* CONSIGNE *
En vous appuyant sur l'extrait consacré à Prométhée et Jésus, expliquez en une à trois phrases pourquoi ceux qui ont crucifié Jésus restent au pied de la croix.

* EXTRAIT DU DOCUMENT *
▼

Prométhée et Jésus :
d’Eschyle aux évangiles


(esquisse d’une théologie du mythe)





Première partie : Dieu, le Sauveur et la mort

IX – La mort




Sommaire

Introduction

Dieu, le Sauveur et la mort
- La colère de Dieu et le
  péché
- Dieu et le Sauveur
- Le Sauveur contre Dieu
- Le feu
- Procès et condamnation
- Océan et Pierre
- Océanides et filles de
   Jérusalem
- Io et Marie
- La mort
  . L’ensevelissement de
    Prométhée
  . La mise au tombeau
    de Jésus

- La rédemption
- L’eschatologie

Le mythe d’Io et l’évangile de Marie

Conclusion théologique



. . . . . . . - o 0 o - . . . . . . .

Les soldats, comme l’aigle


   On retrouve au pied de la croix un tragique semblable à celui qu’instaure le mythe par la visite d’Hermès.
   Jésus étant homme, on devrait attendre que la mort mette fin à sa vie. Cependant ceux qui l’ont crucifié restent là : ils redoutent quelque-chose. Bien qu’il soit homme, il n’est cependant pas un homme comme les autres : son pouvoir prophétique, sa personnalité supérieure, faisaient de lui un homme de Dieu, ou un homme possédé par des puissances mauvaises. Jésus avait déclaré avoir reçu la révélation de sa glorification : on le verrait, disait-il, sur les nuées du ciel. Il ne lui reste que peu de temps pour apparaître ainsi sur les nuées du ciel, juste l’espace entre son agonie et sa mort. On peut donc attendre quelque-chose d’exceptionnel de cet homme exceptionnel ; on peut aussi penser que quelque puissance, divine ou diabolique, viendra le délivrer de la croix.

▲

* DONNÉES EXTRAITES *

▼

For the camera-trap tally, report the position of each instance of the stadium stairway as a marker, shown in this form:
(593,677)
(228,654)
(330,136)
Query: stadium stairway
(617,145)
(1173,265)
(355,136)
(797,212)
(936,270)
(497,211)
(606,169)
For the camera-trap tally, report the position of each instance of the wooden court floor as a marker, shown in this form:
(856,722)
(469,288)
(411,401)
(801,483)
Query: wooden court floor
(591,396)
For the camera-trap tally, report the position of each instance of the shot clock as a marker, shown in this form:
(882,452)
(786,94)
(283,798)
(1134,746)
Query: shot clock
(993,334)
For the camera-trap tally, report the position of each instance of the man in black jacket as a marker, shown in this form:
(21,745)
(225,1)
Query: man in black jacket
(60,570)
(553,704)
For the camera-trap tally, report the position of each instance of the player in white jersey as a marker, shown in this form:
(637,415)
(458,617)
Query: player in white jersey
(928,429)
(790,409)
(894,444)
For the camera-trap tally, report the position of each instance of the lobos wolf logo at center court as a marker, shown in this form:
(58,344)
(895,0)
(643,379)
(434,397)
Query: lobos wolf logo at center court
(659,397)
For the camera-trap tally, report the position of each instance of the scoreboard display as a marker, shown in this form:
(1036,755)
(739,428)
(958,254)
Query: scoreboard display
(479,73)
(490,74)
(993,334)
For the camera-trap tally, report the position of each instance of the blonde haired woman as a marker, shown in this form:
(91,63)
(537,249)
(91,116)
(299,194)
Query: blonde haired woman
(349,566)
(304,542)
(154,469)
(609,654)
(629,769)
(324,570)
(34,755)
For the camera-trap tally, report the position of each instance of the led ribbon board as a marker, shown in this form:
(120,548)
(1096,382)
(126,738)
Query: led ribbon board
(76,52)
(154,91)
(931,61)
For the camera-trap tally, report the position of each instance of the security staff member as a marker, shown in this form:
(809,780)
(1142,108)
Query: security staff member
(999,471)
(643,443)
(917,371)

▲

* RÉPONSE *
Ils redoutent quelque chose, car Jésus, bien qu'homme, n'est pas un homme comme les autres : son pouvoir prophétique et sa personnalité supérieure faisaient de lui un homme de Dieu ou un homme possédé par des puissances mauvaises. Comme il avait annoncé qu'on le verrait sur les nuées du ciel et qu'il ne lui reste que le temps entre son agonie et sa mort, on peut attendre de lui quelque chose d'exceptionnel, ou penser qu'une puissance divine ou diabolique viendra le délivrer de la croix.